▶ Page excerpt:
──────────

Marian Kies Memorial Award for 1997
Dr. Karen Chandross
Dr.
Karen Chandross
Dr.
Karen Chandross
The focus of my thesis research was to better understand mechanisms underlying the synchronous responses of Schwann cells after peripheral nerve injury. These responses, which include cellular dedifferentiation, proliferation, and the eventual remyelination of axons, are critical for successful nerve regeneration and repair. The basic hypothesis was that cytokines released after nerve injury contribute towards the initiation and ultimately the termination of Schwann cell responses in the affected region. A specific hypothesis that emerged is that the cytokine-induced regulation of gap junctional communication among Schwann cells may help to coordinate responses to nerve injury. Gap junctions are specialized channels that form between cells and allow the direct cell-to-cell diffusion of ions, amino acids, and second messenger molecules. Myelinating Schwann cells, which are mitotically quiescent, express the gap junction protein connexin32 (Cx32), however, in my studies, they do not appear to be coupled to one another. Instead, Cx32 is believed to form reflexive contacts within individual myelinating glial cells and provide direct pathways for intracellular ionic and metabolic exchange from the cell body to the innermost periaxonal cytoplasmic regions. After nerve injury, I observed that proliferating (dedifferentiated) Schwann cells in the degenerating region down-regulate expression of Cx32 and increase expression of Cx46, a gap junction protein previously identified only in lens. After re-contact with regenerating axons Schwann cells again become uncoupled, suggesting a function for gap junction channels between cells after nerve injury. Moreover, the strength of junctional coupling among cultured Schwann cells is modulated by a number of cytokines to which Schwann cells are exposed to after nerve injury, and Cx46 levels correlate with the degree of coupling. The cascade of Schwann cell responses seen after the injury-induced decreases in Cx32, and the observation that reactive Schwann cells express Cx46, and possibly other connexins, and are strongly coupled through gap junction channels, raise the intriguing possibility that these specialized channels, under the control of local cues (i.e., inflammatory cytokines), play an instrumental role in coordinating the synchronous responses observed n these cells during injury responses.

──────────

▶ Information given:
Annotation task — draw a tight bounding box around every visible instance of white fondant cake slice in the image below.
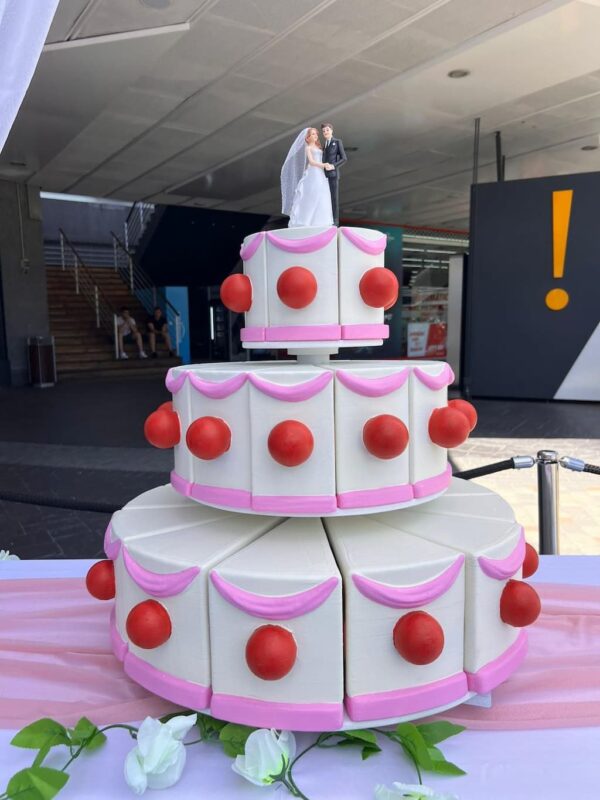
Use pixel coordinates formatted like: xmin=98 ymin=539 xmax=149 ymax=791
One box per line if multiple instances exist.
xmin=250 ymin=364 xmax=336 ymax=514
xmin=375 ymin=510 xmax=525 ymax=692
xmin=113 ymin=490 xmax=280 ymax=708
xmin=329 ymin=361 xmax=418 ymax=508
xmin=413 ymin=478 xmax=515 ymax=522
xmin=325 ymin=517 xmax=468 ymax=720
xmin=209 ymin=519 xmax=344 ymax=730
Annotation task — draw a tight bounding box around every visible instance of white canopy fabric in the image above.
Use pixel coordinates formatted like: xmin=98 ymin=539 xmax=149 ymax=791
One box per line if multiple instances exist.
xmin=0 ymin=0 xmax=59 ymax=152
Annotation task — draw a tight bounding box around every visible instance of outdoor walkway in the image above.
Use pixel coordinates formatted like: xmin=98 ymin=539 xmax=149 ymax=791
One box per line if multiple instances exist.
xmin=0 ymin=378 xmax=600 ymax=558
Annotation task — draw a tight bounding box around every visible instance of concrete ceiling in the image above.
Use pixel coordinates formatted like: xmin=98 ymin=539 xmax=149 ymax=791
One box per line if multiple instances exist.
xmin=0 ymin=0 xmax=600 ymax=228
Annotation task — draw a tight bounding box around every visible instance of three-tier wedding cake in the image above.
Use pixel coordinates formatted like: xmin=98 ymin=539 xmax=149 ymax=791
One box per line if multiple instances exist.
xmin=87 ymin=226 xmax=540 ymax=731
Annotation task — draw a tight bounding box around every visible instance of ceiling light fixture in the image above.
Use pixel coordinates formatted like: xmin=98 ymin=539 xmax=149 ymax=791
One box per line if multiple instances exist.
xmin=140 ymin=0 xmax=171 ymax=11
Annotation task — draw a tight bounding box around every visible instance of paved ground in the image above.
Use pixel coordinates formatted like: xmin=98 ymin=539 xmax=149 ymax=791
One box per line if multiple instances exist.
xmin=0 ymin=378 xmax=600 ymax=558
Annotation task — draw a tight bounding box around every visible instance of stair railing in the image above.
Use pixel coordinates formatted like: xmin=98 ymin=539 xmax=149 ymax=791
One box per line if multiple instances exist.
xmin=59 ymin=228 xmax=119 ymax=359
xmin=111 ymin=231 xmax=183 ymax=355
xmin=123 ymin=200 xmax=154 ymax=251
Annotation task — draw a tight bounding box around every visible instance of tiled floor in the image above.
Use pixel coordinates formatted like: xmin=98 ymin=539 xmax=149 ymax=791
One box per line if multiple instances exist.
xmin=0 ymin=378 xmax=600 ymax=558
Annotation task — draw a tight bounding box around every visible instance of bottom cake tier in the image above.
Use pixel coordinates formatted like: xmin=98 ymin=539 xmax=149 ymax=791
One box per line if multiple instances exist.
xmin=87 ymin=479 xmax=539 ymax=731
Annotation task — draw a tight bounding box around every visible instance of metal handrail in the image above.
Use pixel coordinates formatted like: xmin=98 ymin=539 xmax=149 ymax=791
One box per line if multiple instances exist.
xmin=110 ymin=231 xmax=182 ymax=355
xmin=123 ymin=200 xmax=154 ymax=250
xmin=59 ymin=228 xmax=119 ymax=358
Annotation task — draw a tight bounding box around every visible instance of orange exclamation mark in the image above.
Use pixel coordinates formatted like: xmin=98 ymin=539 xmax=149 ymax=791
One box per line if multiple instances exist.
xmin=546 ymin=189 xmax=573 ymax=311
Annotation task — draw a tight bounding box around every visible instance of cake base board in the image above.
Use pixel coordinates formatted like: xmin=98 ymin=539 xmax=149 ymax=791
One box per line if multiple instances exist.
xmin=190 ymin=488 xmax=447 ymax=517
xmin=242 ymin=339 xmax=383 ymax=355
xmin=188 ymin=692 xmax=482 ymax=733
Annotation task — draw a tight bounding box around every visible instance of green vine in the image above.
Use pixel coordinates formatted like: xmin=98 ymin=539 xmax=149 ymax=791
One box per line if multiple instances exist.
xmin=0 ymin=711 xmax=465 ymax=800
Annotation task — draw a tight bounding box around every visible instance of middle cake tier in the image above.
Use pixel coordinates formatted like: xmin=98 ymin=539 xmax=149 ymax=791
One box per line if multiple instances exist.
xmin=155 ymin=361 xmax=471 ymax=516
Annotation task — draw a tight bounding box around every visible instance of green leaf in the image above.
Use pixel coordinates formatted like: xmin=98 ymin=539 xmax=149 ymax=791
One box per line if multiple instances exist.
xmin=361 ymin=744 xmax=381 ymax=761
xmin=343 ymin=730 xmax=377 ymax=745
xmin=6 ymin=767 xmax=69 ymax=800
xmin=428 ymin=747 xmax=467 ymax=775
xmin=196 ymin=714 xmax=228 ymax=739
xmin=416 ymin=720 xmax=465 ymax=745
xmin=394 ymin=722 xmax=433 ymax=769
xmin=69 ymin=717 xmax=106 ymax=750
xmin=219 ymin=722 xmax=257 ymax=758
xmin=11 ymin=717 xmax=70 ymax=750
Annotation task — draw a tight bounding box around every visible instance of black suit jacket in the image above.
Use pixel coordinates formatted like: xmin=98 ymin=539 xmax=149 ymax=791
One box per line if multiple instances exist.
xmin=323 ymin=136 xmax=348 ymax=179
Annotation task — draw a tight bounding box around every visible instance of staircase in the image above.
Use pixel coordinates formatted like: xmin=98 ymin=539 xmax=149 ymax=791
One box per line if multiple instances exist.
xmin=47 ymin=267 xmax=181 ymax=378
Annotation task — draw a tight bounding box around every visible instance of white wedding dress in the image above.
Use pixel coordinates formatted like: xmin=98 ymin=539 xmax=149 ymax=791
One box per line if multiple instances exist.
xmin=288 ymin=147 xmax=333 ymax=228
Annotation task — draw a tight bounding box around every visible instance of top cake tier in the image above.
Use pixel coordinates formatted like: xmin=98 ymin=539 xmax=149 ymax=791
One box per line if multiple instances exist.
xmin=221 ymin=226 xmax=398 ymax=349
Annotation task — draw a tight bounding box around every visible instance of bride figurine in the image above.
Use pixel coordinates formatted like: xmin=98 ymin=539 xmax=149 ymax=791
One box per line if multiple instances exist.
xmin=281 ymin=128 xmax=333 ymax=228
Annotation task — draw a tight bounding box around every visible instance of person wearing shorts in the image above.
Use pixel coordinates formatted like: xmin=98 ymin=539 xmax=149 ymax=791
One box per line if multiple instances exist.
xmin=148 ymin=306 xmax=175 ymax=358
xmin=117 ymin=306 xmax=148 ymax=358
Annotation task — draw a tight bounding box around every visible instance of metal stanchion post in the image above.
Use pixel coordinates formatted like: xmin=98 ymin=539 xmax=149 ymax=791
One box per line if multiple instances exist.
xmin=537 ymin=450 xmax=558 ymax=555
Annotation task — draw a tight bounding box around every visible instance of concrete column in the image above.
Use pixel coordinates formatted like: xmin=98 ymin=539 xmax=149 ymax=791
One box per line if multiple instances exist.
xmin=0 ymin=180 xmax=49 ymax=386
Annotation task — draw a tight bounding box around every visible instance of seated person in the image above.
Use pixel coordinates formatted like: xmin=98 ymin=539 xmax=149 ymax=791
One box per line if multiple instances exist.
xmin=148 ymin=306 xmax=175 ymax=358
xmin=117 ymin=306 xmax=148 ymax=358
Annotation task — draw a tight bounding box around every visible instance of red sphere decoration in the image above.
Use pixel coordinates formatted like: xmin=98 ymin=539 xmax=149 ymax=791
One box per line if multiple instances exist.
xmin=85 ymin=559 xmax=116 ymax=600
xmin=220 ymin=273 xmax=252 ymax=314
xmin=500 ymin=580 xmax=542 ymax=628
xmin=394 ymin=611 xmax=444 ymax=665
xmin=358 ymin=267 xmax=399 ymax=308
xmin=448 ymin=400 xmax=477 ymax=431
xmin=267 ymin=419 xmax=315 ymax=467
xmin=185 ymin=417 xmax=231 ymax=461
xmin=144 ymin=408 xmax=181 ymax=450
xmin=523 ymin=542 xmax=540 ymax=578
xmin=429 ymin=408 xmax=469 ymax=447
xmin=277 ymin=267 xmax=317 ymax=308
xmin=125 ymin=600 xmax=172 ymax=650
xmin=363 ymin=414 xmax=408 ymax=458
xmin=246 ymin=625 xmax=298 ymax=681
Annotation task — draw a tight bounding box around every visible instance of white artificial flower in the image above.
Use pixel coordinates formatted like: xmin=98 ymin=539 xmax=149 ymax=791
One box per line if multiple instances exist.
xmin=375 ymin=783 xmax=458 ymax=800
xmin=231 ymin=728 xmax=296 ymax=786
xmin=125 ymin=714 xmax=198 ymax=794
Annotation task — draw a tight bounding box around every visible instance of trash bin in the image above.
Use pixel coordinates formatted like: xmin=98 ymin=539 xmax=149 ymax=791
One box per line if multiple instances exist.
xmin=27 ymin=336 xmax=56 ymax=389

──────────

▶ Work to be completed: Extract the complete Marian Kies Memorial Award text shown above, reproducing every line word for word.

▶ Written answer:
Marian Kies Memorial Award for 1997
Dr. Karen Chandross
Dr.
Karen Chandross
Dr.
Karen Chandross
The focus of my thesis research was to better understand mechanisms underlying the synchronous responses of Schwann cells after peripheral nerve injury. These responses, which include cellular dedifferentiation, proliferation, and the eventual remyelination of axons, are critical for successful nerve regeneration and repair. The basic hypothesis was that cytokines released after nerve injury contribute towards the initiation and ultimately the termination of Schwann cell responses in the affected region. A specific hypothesis that emerged is that the cytokine-induced regulation of gap junctional communication among Schwann cells may help to coordinate responses to nerve injury. Gap junctions are specialized channels that form between cells and allow the direct cell-to-cell diffusion of ions, amino acids, and second messenger molecules. Myelinating Schwann cells, which are mitotically quiescent, express the gap junction protein connexin32 (Cx32), however, in my studies, they do not appear to be coupled to one another. Instead, Cx32 is believed to form reflexive contacts within individual myelinating glial cells and provide direct pathways for intracellular ionic and metabolic exchange from the cell body to the innermost periaxonal cytoplasmic regions. After nerve injury, I observed that proliferating (dedifferentiated) Schwann cells in the degenerating region down-regulate expression of Cx32 and increase expression of Cx46, a gap junction protein previously identified only in lens. After re-contact with regenerating axons Schwann cells again become uncoupled, suggesting a function for gap junction channels between cells after nerve injury. Moreover, the strength of junctional coupling among cultured Schwann cells is modulated by a number of cytokines to which Schwann cells are exposed to after nerve injury, and Cx46 levels correlate with the degree of coupling. The cascade of Schwann cell responses seen after the injury-induced decreases in Cx32, and the observation that reactive Schwann cells express Cx46, and possibly other connexins, and are strongly coupled through gap junction channels, raise the intriguing possibility that these specialized channels, under the control of local cues (i.e., inflammatory cytokines), play an instrumental role in coordinating the synchronous responses observed n these cells during injury responses.